El hablar lento enmascara ese pensamiento torvo del ególatra y sociópata que se arroga todo lo positivo y nunca es culpable si algo salió mal.

Tiene un amplio repertorio de ideas simples y frases fáciles a las que se aferra. Porque para Andrés Manuel López Obrador gobernar es un concurso en que se conceden puntos por palabrería, por tener a la mano rápidas respuestas, de ser posible contundentes y que dejen callado o pasmado al auditorio. Desde su imaginación, fecunda como pocas, afloran las expresiones, algunas pretendiendo reflejar la sabiduría de ese pueblo que dice representar.

Lo menos importante son la realidad y la veracidad. La distorsión, exageración o falsedad más descabellada se entremezclan en las palabras presidenciales sin rubor ni pudor. No se trata de explicar, tampoco de justificar, sino de enaltecerse a sí mismo y sus acciones, al tiempo que se busca minimizar el desastre y arrojar la porquería por debajo de la alfombra.

Líneas mostradas =
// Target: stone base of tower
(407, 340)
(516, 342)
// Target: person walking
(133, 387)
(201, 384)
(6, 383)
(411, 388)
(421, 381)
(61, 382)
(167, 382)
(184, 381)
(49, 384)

Preguntas =
[1] Transcribe el fragmento del texto del ejercicio que empieza con "Tiene un amplio" y continúa hasta "de la alfombra.".
[2] Según el texto del ejercicio, ¿qué es gobernar para Andrés Manuel López Obrador?

Tareas resueltas =
[1]
Tiene un amplio repertorio de ideas simples y frases fáciles a las que se aferra. Porque para Andrés Manuel López Obrador gobernar es un concurso en que se conceden puntos por palabrería, por tener a la mano rápidas respuestas, de ser posible contundentes y que dejen callado o pasmado al auditorio. Desde su imaginación, fecunda como pocas, afloran las expresiones, algunas pretendiendo reflejar la sabiduría de ese pueblo que dice representar.

Lo menos importante son la realidad y la veracidad. La distorsión, exageración o falsedad más descabellada se entremezclan en las palabras presidenciales sin rubor ni pudor. No se trata de explicar, tampoco de justificar, sino de enaltecerse a sí mismo y sus acciones, al tiempo que se busca minimizar el desastre y arrojar la porquería por debajo de la alfombra.

[2] Un concurso en que se conceden puntos por palabrería y por tener a la mano rápidas respuestas.